**Цель упражнения:** Перепишите без изменений фрагмент воспоминаний об учебе у Н.Н. Яськова от слов «Н.Н. Яськов окончил» до слов «большие локальные отношения.» включительно.
┌─ Текстовый блок
Н.Н. Яськов окончил Ленинградскую академию художеств по мастерской профессора В. Савинского и А. Ры-лова, оказавшего влияние на формирование Яськова. В его живописи чувствовалось что-то «рыловское», холодноватая гамма и большие локальные отношения.

Никифор Николаевич был прирожденным педагогом, много и интересно рассказывал об искусстве. В рисунке придерживался системы П. Чистякова, учителя И. Репина, В. Сурикова и многих знаменитых художников. Он старался привить нам понимание большой формы. Рисунков наших не поправлял, а садился у пюпитра, внимательно рассматривал рисунок и говорил: «Федот, да не тот». Это был его любимый афоризм. Затем подробно, в доступной форме, излагал какие в рисунке недостатки и что нужно сделать. Подобное объяснение давало положительные результаты.

Искусство искусством, а голод держит в железных исках. От недоедания часто болела голова. Купил за десять рублей кусочек хлеба, осталось всего тридцать рублей. Придется ехать домой за картошкой.

Пошел в учительскую отпрашиваться. С трудом преодолев сопротивление директора и завуча, был отпущен на четыре дня. Причем Никифор Николаевич многозначительно добавил: «А что больше, то от лукавого». Этоозначало: могу лишиться стипендии.

Денег на билет не было, решил добираться «зайцем». Площадки между вагонами оказались заняты такими же, как и я, безбилетниками. Пришлось влезать на крышу. Буферами мне чуть не сдавило ногу, едва успел выдернуть валенок. Холодно, в небе закружились первые редкие снежинки. Я уселся возле трубы, из которой шло тепло от топящейся в вагоне печки. Засунул туда руки, пытаясь согреться. Поезд тронулся, набирая скорость, ветром меня насквозь продувало в моей шинелишке. Ноги в промокших валенках окоченели. Так проехал несколько перегонов и, когда площадка между вагонов освободилась, спустился вниз. Почти двое суток не спал, и, приехав в Бежицу, уснул богатырским сном.

Освоившись дома, подыскал ящик и уложил в него картошку, осторожно, как яички, чтобы вместилось как можно больше. Мама старалась подкормить меня за эти дни получше. Окружила материнской заботой и лаской. Отвезли ящик на тележке на вокзал станции Орджоникидзеград и сдали в камеру хранения. В час ночи опять отправились на вокзал, но билетов не давали, вернулись в пять утра. Мама промочила ноги, ужасно замерзла. Вторая попытка на другой день тоже не увенчалась успехом. С ящиком отправились на Брянск-1. Лишь в три часа ночи начали давать билеты. Наконец-то после мучений и мытарств я купил билет. Пошли сдавать ящик в багажное отделение. Кладовщица, узнав, что в ящике картошка, наотрез отказалась его принимать. Просьбы и уговоры не помогли. Мама чуть не плачет. Тогда я применил испытанное средство, «позолотил ручку» кладовщицы. Ящик был принят, и я поспешил к поезду. Переобувшись в валенки, распрощался с мамой.
└─
┌─ Строки данных
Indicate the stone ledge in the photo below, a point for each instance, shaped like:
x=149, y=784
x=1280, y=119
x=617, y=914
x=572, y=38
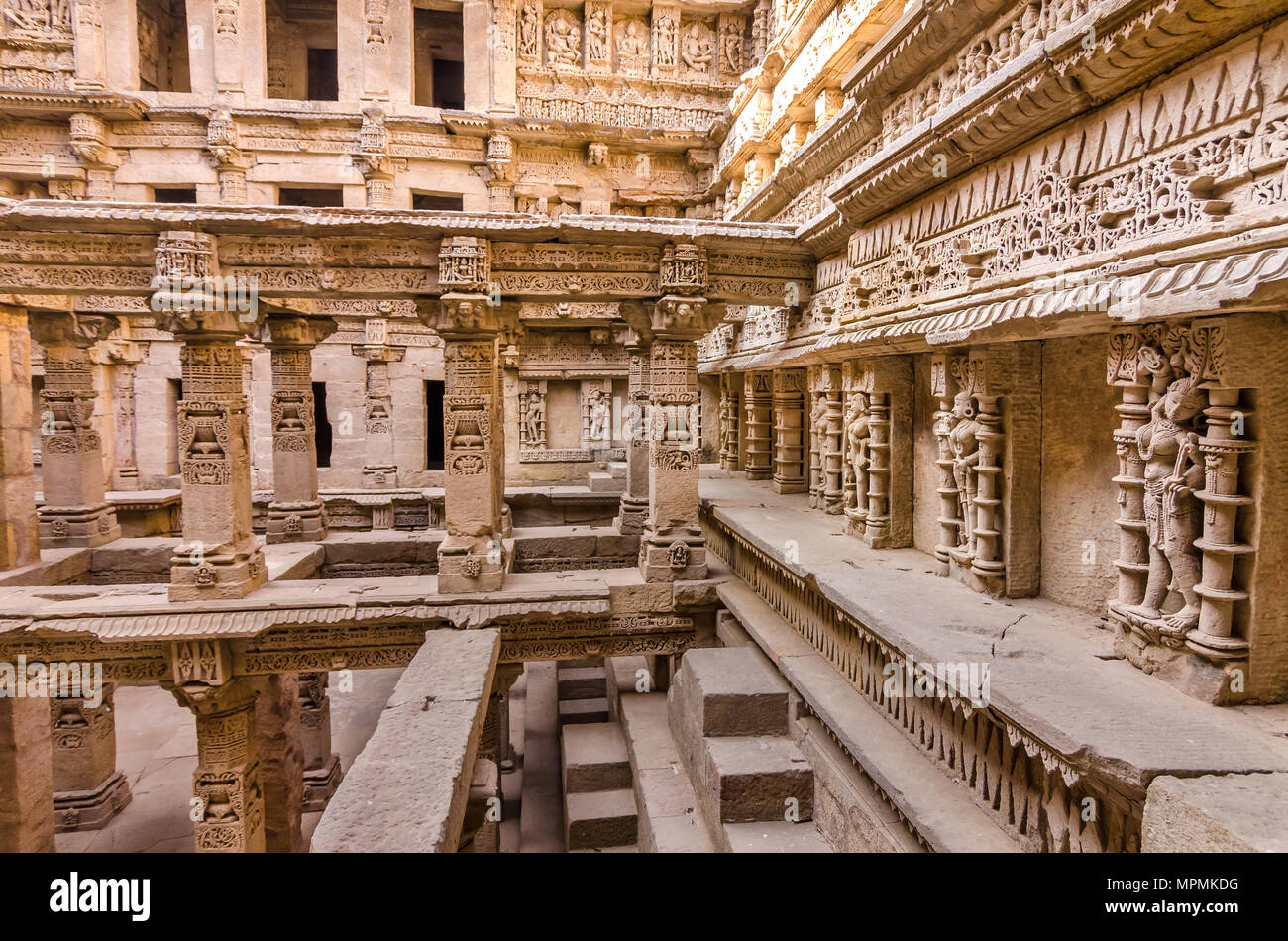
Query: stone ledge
x=939, y=810
x=1216, y=813
x=1126, y=727
x=407, y=790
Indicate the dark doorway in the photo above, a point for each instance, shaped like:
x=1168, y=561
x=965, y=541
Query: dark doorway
x=321, y=425
x=322, y=76
x=433, y=425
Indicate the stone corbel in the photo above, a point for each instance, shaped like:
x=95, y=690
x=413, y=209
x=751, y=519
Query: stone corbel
x=89, y=143
x=223, y=145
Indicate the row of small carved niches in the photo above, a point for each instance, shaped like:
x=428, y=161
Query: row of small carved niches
x=632, y=40
x=1192, y=497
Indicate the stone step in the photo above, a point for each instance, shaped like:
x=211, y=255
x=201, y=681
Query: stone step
x=756, y=779
x=583, y=711
x=599, y=819
x=774, y=837
x=632, y=847
x=583, y=682
x=593, y=759
x=670, y=819
x=604, y=481
x=729, y=691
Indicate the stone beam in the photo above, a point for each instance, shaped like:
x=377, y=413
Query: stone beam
x=407, y=791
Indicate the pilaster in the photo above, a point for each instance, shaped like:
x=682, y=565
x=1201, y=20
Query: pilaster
x=295, y=514
x=219, y=557
x=88, y=787
x=75, y=511
x=473, y=557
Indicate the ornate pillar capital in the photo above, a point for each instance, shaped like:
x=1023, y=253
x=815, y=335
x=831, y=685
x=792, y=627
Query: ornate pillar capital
x=192, y=299
x=56, y=329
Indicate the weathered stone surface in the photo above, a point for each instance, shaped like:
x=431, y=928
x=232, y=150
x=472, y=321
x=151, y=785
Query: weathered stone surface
x=1216, y=813
x=408, y=787
x=729, y=691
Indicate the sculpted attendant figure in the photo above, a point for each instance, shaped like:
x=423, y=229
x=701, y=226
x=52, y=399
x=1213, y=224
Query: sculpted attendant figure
x=964, y=441
x=858, y=434
x=1172, y=518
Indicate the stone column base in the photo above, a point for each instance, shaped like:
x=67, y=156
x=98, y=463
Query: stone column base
x=295, y=521
x=378, y=477
x=81, y=525
x=632, y=515
x=321, y=784
x=472, y=566
x=218, y=575
x=91, y=810
x=673, y=558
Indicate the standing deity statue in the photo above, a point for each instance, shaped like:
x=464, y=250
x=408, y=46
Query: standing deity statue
x=964, y=442
x=599, y=417
x=529, y=31
x=696, y=50
x=858, y=435
x=533, y=419
x=1173, y=471
x=596, y=35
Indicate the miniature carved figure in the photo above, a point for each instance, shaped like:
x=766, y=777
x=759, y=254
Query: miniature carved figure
x=1173, y=471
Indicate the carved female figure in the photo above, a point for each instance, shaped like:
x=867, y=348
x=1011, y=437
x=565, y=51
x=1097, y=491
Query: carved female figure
x=529, y=31
x=599, y=417
x=1172, y=519
x=858, y=434
x=964, y=442
x=533, y=417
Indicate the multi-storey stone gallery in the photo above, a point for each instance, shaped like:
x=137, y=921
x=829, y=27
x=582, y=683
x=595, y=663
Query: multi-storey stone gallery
x=692, y=425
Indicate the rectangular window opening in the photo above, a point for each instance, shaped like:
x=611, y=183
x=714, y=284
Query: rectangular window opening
x=321, y=425
x=433, y=425
x=439, y=59
x=162, y=29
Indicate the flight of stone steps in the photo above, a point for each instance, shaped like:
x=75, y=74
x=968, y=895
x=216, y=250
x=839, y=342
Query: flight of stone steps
x=706, y=768
x=599, y=804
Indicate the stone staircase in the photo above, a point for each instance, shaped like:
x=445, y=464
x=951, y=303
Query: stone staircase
x=712, y=765
x=728, y=716
x=599, y=804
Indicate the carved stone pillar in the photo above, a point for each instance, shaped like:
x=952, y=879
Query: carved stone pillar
x=673, y=546
x=20, y=544
x=730, y=412
x=227, y=47
x=1180, y=446
x=824, y=428
x=375, y=50
x=322, y=772
x=500, y=163
x=219, y=557
x=26, y=774
x=879, y=450
x=634, y=507
x=790, y=432
x=88, y=787
x=472, y=557
x=281, y=760
x=380, y=470
x=759, y=403
x=75, y=511
x=295, y=514
x=228, y=789
x=1132, y=411
x=90, y=48
x=124, y=357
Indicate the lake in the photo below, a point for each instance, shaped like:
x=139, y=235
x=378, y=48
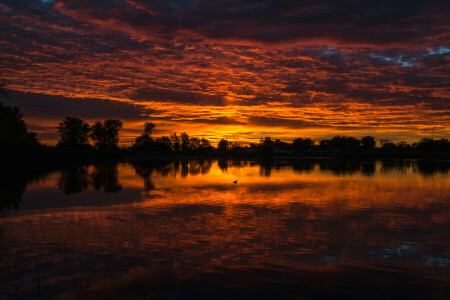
└─
**Ответ на задание:**
Н.Н. Яськов окончил Ленинградскую академию художеств по мастерской профессора В. Савинского и А. Ры-лова, оказавшего влияние на формирование Яськова. В его живописи чувствовалось что-то «рыловское», холодноватая гамма и большие локальные отношения.